**** DATASET RECORDS ****

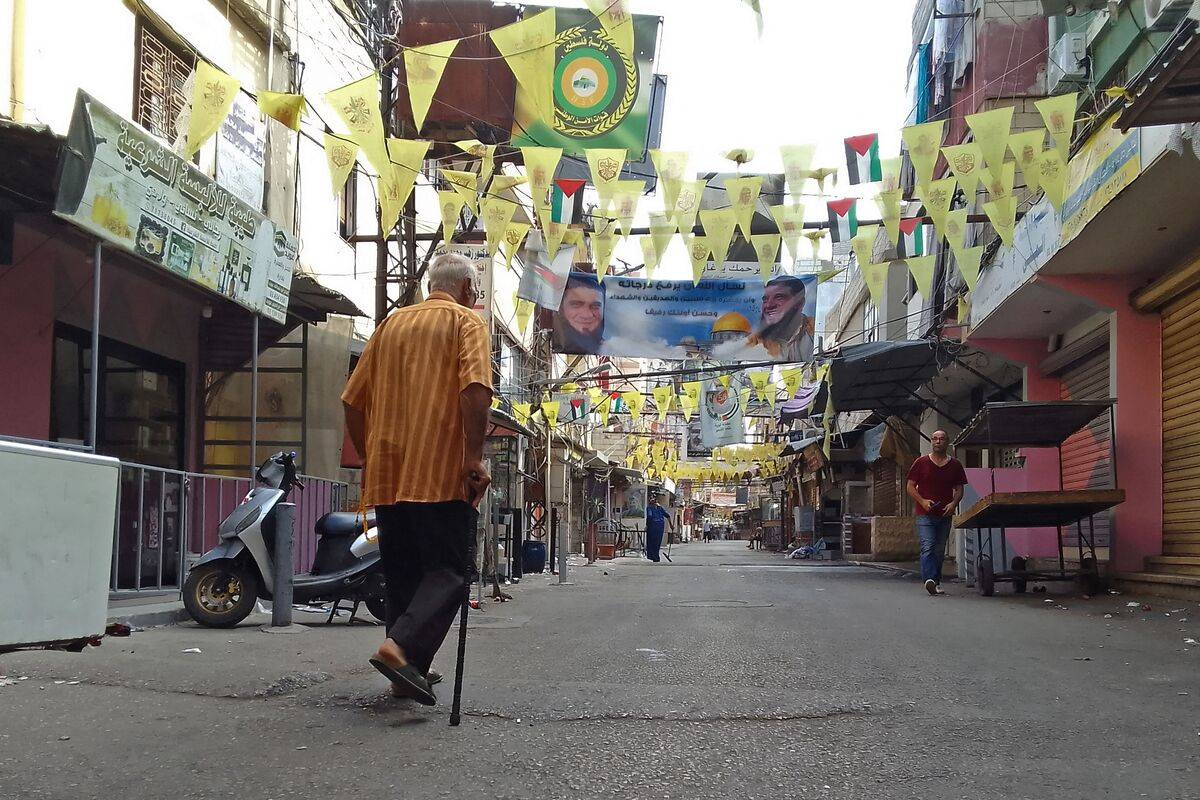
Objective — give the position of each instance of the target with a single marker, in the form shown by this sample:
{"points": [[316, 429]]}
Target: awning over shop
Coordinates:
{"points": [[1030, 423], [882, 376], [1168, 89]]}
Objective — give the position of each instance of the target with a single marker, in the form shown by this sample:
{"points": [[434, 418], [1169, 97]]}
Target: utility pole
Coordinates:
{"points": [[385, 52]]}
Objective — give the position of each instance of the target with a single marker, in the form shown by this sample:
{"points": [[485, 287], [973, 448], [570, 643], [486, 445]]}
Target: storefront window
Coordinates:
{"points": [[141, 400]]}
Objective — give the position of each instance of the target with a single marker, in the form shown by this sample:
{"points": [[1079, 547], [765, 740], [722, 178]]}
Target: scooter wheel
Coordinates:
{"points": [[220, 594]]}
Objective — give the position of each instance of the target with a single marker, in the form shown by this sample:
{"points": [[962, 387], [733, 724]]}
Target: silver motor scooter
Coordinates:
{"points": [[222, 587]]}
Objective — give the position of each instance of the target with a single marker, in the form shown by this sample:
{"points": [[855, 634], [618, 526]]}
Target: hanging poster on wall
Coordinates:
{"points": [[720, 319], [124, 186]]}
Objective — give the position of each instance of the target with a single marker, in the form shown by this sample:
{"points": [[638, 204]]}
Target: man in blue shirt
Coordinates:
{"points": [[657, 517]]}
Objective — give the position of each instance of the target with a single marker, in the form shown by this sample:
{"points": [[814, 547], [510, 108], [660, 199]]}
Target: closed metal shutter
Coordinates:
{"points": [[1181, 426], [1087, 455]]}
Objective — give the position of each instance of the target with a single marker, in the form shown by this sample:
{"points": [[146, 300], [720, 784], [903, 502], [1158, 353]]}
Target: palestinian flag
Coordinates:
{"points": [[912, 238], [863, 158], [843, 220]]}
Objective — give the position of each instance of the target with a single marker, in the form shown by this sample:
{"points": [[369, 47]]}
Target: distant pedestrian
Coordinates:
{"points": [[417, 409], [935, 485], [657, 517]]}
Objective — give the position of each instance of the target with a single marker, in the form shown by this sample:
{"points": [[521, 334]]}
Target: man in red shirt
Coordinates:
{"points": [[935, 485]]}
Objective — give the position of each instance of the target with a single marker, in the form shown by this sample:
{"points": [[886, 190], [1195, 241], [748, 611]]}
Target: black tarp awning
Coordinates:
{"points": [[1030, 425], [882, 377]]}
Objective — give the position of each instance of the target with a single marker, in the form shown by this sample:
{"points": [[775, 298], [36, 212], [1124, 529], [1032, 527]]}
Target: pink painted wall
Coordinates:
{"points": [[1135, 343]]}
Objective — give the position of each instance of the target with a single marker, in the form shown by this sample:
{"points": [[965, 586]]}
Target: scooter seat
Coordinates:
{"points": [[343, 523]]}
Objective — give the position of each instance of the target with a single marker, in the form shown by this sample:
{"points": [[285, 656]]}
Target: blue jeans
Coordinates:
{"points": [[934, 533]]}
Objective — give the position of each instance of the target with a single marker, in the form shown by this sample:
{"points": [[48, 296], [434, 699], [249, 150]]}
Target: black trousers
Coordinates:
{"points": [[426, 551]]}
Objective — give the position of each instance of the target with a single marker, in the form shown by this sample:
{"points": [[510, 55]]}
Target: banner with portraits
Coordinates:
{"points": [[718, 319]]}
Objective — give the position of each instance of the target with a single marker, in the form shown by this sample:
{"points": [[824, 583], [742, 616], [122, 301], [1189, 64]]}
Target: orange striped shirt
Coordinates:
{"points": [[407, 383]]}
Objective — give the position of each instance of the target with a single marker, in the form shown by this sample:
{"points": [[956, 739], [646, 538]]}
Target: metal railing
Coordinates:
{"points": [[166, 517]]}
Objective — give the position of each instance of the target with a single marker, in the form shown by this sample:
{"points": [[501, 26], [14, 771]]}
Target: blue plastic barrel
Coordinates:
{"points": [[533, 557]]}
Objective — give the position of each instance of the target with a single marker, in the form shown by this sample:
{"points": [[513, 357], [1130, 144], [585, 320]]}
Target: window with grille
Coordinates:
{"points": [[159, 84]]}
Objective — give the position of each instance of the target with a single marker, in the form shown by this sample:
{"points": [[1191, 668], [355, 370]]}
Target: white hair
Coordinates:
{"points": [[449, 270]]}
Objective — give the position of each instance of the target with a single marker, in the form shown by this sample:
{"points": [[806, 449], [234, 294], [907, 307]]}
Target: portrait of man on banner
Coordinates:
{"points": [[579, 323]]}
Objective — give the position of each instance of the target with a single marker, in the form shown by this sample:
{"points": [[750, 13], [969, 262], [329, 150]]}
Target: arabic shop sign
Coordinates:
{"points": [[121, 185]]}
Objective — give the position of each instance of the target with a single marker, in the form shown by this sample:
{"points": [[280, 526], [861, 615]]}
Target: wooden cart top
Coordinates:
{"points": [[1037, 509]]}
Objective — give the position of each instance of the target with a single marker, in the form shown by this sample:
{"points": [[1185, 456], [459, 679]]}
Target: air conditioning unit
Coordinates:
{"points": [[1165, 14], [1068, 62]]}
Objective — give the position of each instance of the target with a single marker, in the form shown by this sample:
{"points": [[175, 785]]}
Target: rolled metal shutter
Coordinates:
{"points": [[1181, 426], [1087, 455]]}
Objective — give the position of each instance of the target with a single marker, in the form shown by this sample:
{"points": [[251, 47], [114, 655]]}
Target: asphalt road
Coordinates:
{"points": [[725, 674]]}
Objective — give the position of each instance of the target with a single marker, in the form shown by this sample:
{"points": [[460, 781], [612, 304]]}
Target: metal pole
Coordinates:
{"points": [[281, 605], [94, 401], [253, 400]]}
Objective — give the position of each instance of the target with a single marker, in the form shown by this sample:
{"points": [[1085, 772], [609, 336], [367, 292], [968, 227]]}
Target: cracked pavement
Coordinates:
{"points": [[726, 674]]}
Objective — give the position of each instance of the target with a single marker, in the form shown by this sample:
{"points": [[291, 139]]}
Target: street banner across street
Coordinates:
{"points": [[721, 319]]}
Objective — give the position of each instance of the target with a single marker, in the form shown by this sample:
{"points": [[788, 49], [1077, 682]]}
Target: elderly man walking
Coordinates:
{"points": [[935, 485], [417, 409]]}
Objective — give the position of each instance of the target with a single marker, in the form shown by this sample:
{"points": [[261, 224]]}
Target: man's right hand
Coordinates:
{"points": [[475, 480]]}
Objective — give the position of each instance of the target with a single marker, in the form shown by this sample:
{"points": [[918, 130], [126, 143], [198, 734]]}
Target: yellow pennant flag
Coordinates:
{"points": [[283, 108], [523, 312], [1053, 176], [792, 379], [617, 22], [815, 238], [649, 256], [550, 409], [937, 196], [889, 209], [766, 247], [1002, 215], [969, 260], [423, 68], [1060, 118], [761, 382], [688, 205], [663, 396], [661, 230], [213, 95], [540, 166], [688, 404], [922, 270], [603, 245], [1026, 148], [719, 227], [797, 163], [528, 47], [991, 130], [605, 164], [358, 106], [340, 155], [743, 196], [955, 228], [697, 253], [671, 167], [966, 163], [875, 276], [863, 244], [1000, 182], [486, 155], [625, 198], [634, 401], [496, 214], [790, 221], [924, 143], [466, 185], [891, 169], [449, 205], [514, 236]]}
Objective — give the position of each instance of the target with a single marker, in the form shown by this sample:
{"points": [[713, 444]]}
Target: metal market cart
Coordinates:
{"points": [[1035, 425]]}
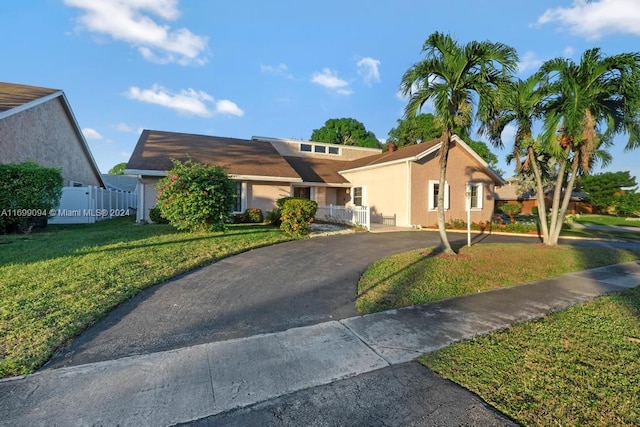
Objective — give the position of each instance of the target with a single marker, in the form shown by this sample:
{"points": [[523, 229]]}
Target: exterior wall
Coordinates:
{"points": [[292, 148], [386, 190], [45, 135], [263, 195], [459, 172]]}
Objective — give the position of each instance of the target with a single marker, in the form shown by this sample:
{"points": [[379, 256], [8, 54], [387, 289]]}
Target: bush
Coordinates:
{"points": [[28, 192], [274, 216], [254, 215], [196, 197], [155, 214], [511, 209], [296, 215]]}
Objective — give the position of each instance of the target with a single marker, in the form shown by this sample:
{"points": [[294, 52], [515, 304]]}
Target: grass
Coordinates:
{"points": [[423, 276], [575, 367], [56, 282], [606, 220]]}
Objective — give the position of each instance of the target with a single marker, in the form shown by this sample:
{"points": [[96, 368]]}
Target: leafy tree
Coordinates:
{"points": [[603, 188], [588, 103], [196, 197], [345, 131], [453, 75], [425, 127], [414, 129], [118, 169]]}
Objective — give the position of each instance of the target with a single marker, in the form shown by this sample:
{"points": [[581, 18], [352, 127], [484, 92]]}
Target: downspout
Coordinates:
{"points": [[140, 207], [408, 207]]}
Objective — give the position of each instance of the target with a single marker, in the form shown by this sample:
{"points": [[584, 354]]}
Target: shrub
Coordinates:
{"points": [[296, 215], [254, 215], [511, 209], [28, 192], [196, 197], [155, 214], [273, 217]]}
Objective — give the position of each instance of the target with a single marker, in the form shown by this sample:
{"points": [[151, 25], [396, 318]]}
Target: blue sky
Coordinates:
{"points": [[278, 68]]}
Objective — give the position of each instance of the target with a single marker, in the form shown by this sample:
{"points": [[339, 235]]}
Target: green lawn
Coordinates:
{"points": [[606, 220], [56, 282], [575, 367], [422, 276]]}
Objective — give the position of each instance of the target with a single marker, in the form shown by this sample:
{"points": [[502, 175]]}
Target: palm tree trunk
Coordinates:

****

REQUIRED WORK —
In the records above, how many lines contain the string "pole"? Reply with the number only.

SOLUTION TO THIS PROBLEM —
2